> _REQUIRED WORK_: Your task is to reproduce the entries below word for word.

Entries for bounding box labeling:
══════════
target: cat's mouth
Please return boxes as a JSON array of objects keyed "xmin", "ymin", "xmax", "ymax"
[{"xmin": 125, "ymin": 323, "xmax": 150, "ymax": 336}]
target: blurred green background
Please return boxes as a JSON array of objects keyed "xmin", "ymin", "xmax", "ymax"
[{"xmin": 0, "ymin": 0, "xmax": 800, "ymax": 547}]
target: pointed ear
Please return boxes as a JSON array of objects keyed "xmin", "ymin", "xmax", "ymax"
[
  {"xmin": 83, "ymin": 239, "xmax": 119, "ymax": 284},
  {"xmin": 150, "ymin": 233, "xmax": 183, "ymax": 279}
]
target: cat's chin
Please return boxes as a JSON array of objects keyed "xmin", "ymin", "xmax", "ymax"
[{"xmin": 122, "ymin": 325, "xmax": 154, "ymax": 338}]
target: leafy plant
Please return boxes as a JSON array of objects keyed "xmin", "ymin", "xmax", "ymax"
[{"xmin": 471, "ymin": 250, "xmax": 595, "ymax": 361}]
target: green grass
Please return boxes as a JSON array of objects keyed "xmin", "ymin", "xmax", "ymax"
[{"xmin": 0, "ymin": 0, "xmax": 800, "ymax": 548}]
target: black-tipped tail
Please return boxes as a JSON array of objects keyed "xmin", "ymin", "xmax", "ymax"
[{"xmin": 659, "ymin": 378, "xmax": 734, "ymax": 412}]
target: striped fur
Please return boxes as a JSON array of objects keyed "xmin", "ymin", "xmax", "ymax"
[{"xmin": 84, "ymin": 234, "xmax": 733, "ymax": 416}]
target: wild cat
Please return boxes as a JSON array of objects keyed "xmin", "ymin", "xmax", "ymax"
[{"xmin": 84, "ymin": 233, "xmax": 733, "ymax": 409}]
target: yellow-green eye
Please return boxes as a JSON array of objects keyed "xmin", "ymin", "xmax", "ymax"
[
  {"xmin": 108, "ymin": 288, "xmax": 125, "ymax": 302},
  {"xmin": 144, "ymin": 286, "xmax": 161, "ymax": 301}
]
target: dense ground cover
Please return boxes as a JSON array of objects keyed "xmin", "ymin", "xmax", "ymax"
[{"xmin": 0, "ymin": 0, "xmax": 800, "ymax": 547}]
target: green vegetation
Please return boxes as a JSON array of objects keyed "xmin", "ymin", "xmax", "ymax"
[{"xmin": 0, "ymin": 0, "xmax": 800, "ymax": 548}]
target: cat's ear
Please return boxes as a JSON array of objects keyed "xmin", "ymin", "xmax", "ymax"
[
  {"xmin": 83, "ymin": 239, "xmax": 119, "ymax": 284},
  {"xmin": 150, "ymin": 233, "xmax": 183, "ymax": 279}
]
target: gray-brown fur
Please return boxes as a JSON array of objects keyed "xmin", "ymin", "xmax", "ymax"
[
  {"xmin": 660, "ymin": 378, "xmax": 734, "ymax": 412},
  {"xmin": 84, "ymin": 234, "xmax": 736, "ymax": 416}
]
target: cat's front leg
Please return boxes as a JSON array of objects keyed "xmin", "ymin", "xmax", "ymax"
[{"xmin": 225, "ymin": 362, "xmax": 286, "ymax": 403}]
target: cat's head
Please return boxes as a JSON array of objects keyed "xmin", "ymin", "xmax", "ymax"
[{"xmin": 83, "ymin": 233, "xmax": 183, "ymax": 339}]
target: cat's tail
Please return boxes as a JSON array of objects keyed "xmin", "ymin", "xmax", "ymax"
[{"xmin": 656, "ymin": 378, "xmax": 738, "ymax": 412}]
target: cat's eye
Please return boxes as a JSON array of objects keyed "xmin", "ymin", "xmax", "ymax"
══════════
> _SOLUTION TO THE PROBLEM_:
target: cat's mouth
Please return boxes as a JSON array of objects keyed "xmin", "ymin", "xmax", "ymax"
[{"xmin": 125, "ymin": 323, "xmax": 150, "ymax": 336}]
target: blurred green background
Please return boxes as a JSON array of objects keyed "xmin", "ymin", "xmax", "ymax"
[{"xmin": 0, "ymin": 0, "xmax": 800, "ymax": 547}]
target: pointed ear
Please return boxes as a JSON array of objects keyed "xmin", "ymin", "xmax", "ymax"
[
  {"xmin": 83, "ymin": 239, "xmax": 119, "ymax": 284},
  {"xmin": 150, "ymin": 233, "xmax": 183, "ymax": 279}
]
target: cat's chin
Please return boxes as a JSON array of objects keyed "xmin", "ymin", "xmax", "ymax"
[{"xmin": 122, "ymin": 325, "xmax": 154, "ymax": 338}]
target: leafy plant
Please return boxes as a JSON array of objects keyed "xmin", "ymin", "xmax", "ymax"
[{"xmin": 471, "ymin": 250, "xmax": 595, "ymax": 361}]
target: green grass
Please return boxes as a JSON array of objects keyed "xmin", "ymin", "xmax", "ymax"
[{"xmin": 0, "ymin": 0, "xmax": 800, "ymax": 548}]
target: black-tipped tail
Please return boxes as a JSON array of objects keyed "xmin", "ymin", "xmax", "ymax"
[{"xmin": 659, "ymin": 378, "xmax": 734, "ymax": 412}]
target: striped fur
Please return boxes as a JSON array of objects keyed "xmin", "ymin", "xmax", "ymax"
[{"xmin": 84, "ymin": 234, "xmax": 733, "ymax": 416}]
target: wild cat
Please return boxes as a JSON array of objects keyed "xmin", "ymin", "xmax", "ymax"
[{"xmin": 84, "ymin": 233, "xmax": 733, "ymax": 409}]
target: yellow-green eye
Please return boxes as a JSON array of objects keyed "xmin", "ymin", "xmax", "ymax"
[
  {"xmin": 108, "ymin": 288, "xmax": 125, "ymax": 302},
  {"xmin": 144, "ymin": 286, "xmax": 161, "ymax": 301}
]
target: dense ground cover
Please return boxes as a JSON array of objects keyed "xmin", "ymin", "xmax", "ymax"
[{"xmin": 0, "ymin": 0, "xmax": 800, "ymax": 547}]
target: green vegetation
Please return boxes as a JSON array of objects keyed "xmin", "ymin", "xmax", "ymax"
[{"xmin": 0, "ymin": 0, "xmax": 800, "ymax": 548}]
target: cat's ear
Please return boxes as a JSON array of objects keyed "xmin", "ymin", "xmax", "ymax"
[
  {"xmin": 83, "ymin": 239, "xmax": 119, "ymax": 284},
  {"xmin": 150, "ymin": 233, "xmax": 183, "ymax": 279}
]
target: gray-brown fur
Please return boxes as a JSON array of objects keyed "xmin", "ymin", "xmax", "ymax"
[
  {"xmin": 660, "ymin": 378, "xmax": 734, "ymax": 412},
  {"xmin": 84, "ymin": 234, "xmax": 736, "ymax": 416}
]
target: cat's front leg
Please return boxes as a JSON array of objects keyed "xmin", "ymin", "xmax", "ymax"
[{"xmin": 225, "ymin": 362, "xmax": 286, "ymax": 403}]
target: cat's head
Please return boxes as a JSON array of objects keyed "xmin", "ymin", "xmax", "ymax"
[{"xmin": 83, "ymin": 233, "xmax": 183, "ymax": 339}]
target: cat's tail
Please return boxes as a JSON array of objects keyed "xmin", "ymin", "xmax", "ymax"
[{"xmin": 656, "ymin": 378, "xmax": 738, "ymax": 412}]
target: cat's eye
Please return boxes as a JSON array of objects keyed "xmin", "ymin", "xmax", "ymax"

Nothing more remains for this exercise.